* _TASK PROMPT_
In the medical cannabis text, which court last reviewed the ruling on doctors and marijuana, and in what year?

* _TEXT SEGMENT_
The US Federal Government has marijuana listed as a Schedule 1 drug, in addition to heroin, lysergic acid diethylamide (LSD), and others considered to have a high potential for abuse and with no medical value (according to the federal government). This classification creates challenges for advancing medical research and use, and therefore increased data analysis of benefits and drawbacks, of medical cannabis in the United States. In addition, the Schedule 1 categorization prohibits the prescription, administration, or direct distribution of these drugs by any doctors in the United States. This categorization is applied regardless of the potency or varieties of low-THC substances or extracts.
Despite complex factors at play, medical cannabis is becoming more widely accepted, or at least is being considered, as an alternative therapeutic agent for many medical conditions including neurodegenerative diseases, cancer, pain relief, epilepsy, and anxiety including post-traumatic stress disorder (PTSD). As was recently reported by National Public Radio, groups like military veterans are looking at medicinal cannabis as a replacement for the multitude of drugs they are using to treat their symptoms of pain, anxiety, etc. related to their service. Veterans Affairs has provided exiguous support for the exploration of alternative options to opioids and benzodiazepines. Their policy rhetoric continues to revolve around the federal restrictions for medically trained employees of the government prescribing medical marijuana, which veterans are becoming more vocal about trying as an alternative. The distinction is the term “prescription”. Authorized medical professionals (MDs, Dos, NPs, etc.) can only “recommend” medical cannabis to patients or “certify” that a patient has a qualifying condition as a First Amendment right. Wait… what?
Yep. Our highly educated medical experts cannot prescribe medical marijuana. The last court to review the ruling was the Ninth Circuit court of Appeals in 2002. The resulting verdict being that doctors had a first amendment right to recommend a treatment for a patient but could not prescribe or provide marijuana because of its schedule 1 classification. This is not just for the VA but for all medical professionals. Penalties for physicians and other medical professionals who do not follow the laws for controlled substances are steep including loss of DEA registration, thereby losing ability to prescribe any controlled substances.
The Controlled Substances Act (CSA) was enacted in 1970 as part of the Comprehensive Drug Abuse Prevention and Control Act. Per Section 201 of the Act (21 U.S.C. 811), changes to add, delete, or edit a substance on the schedule can be initiated by the Drug Enforcement Agency (DEA) Department of Health and Human Services (DHS), or by petition from an interested party. The drug is investigated by the DEA and collects necessary data; DHS provides scientific and medical evaluations to make a determination for changes in collaboration between the DEA, DHS, and FDA. The ultimate threshold is whether a drug or substance has the potential for abuse. The Act doesn’t define “potential for abuse” so it is up for interpretation by legislators and evaluators.
For now, military veterans will be asked about their use of marijuana as part of their conversations with VA medical providers; however, veterans will need to seek an alternative provider outside of the VA for a recommendation for medical cannabis if it is legal in their state. Currently in the US, 29 states and the District of Columbia have legalized medical cannabis.

* _SUPPLIED DATA_
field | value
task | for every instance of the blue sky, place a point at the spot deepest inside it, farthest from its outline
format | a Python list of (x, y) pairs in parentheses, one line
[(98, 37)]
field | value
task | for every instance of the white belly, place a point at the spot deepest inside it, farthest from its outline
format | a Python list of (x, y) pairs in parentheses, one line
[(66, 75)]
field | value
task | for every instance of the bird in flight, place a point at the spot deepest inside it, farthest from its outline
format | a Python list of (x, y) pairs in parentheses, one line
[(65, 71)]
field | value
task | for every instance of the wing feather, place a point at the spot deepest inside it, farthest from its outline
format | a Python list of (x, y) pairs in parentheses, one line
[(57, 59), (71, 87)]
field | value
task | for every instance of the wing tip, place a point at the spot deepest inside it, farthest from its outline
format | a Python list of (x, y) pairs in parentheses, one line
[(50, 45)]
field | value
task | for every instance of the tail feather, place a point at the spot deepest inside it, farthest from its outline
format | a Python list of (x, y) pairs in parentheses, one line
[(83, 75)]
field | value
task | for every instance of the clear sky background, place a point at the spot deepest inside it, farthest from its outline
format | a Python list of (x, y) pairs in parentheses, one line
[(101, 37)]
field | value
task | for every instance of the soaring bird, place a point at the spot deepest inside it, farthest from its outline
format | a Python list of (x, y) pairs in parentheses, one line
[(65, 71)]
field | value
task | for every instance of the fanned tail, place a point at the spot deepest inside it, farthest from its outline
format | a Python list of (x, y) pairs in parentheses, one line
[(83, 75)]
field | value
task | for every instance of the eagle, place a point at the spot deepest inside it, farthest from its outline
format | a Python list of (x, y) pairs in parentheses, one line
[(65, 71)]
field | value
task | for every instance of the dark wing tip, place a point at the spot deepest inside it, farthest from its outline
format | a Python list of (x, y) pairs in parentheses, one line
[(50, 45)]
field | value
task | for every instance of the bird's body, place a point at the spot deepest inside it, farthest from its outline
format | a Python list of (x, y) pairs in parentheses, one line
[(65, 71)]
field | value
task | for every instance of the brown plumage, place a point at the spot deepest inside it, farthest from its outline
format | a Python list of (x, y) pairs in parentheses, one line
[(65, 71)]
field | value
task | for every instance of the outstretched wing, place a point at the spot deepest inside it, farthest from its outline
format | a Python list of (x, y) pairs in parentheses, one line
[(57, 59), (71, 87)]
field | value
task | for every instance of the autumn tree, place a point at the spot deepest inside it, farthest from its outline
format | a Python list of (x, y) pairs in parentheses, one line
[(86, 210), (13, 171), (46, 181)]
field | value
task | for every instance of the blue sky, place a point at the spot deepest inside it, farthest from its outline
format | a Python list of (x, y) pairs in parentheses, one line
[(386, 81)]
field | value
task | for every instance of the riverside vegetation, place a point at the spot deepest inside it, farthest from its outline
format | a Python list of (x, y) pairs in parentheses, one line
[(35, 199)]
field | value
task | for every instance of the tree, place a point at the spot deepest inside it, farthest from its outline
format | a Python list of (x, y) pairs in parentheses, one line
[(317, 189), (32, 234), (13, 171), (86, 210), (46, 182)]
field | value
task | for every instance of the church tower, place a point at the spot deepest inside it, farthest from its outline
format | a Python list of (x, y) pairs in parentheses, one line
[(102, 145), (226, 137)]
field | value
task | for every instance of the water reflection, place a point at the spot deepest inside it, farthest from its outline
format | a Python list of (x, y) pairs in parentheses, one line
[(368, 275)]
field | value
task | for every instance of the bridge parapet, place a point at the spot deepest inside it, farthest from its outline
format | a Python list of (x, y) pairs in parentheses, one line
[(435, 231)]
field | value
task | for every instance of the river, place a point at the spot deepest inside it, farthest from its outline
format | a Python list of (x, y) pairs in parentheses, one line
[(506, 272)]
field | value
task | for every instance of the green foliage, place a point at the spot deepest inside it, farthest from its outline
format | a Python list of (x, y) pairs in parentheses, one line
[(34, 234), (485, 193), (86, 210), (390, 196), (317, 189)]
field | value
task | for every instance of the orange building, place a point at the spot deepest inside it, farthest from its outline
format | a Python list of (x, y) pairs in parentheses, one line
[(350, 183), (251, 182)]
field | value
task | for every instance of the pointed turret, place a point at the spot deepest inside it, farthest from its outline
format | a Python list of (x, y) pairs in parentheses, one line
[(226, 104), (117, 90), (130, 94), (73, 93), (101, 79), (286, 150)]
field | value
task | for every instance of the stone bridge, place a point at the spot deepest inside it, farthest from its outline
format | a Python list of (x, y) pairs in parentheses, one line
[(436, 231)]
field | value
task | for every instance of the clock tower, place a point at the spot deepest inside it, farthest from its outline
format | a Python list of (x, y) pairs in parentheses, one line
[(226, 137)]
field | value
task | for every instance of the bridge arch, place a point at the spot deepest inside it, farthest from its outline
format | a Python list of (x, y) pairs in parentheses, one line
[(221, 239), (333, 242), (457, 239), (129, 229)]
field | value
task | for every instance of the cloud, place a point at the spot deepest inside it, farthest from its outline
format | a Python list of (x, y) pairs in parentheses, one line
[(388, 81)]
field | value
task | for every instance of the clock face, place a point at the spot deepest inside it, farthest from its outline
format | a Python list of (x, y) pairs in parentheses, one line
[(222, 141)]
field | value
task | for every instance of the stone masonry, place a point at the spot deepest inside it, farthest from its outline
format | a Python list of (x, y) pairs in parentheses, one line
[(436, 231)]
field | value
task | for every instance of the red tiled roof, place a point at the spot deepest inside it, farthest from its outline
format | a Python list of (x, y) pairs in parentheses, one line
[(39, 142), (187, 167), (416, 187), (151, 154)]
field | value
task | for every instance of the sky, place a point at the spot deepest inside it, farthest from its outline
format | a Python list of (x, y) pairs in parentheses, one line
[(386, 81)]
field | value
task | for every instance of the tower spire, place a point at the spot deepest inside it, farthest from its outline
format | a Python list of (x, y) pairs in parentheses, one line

* _RESPONSE BELOW_
The Ninth Circuit Court of Appeals, in 2002.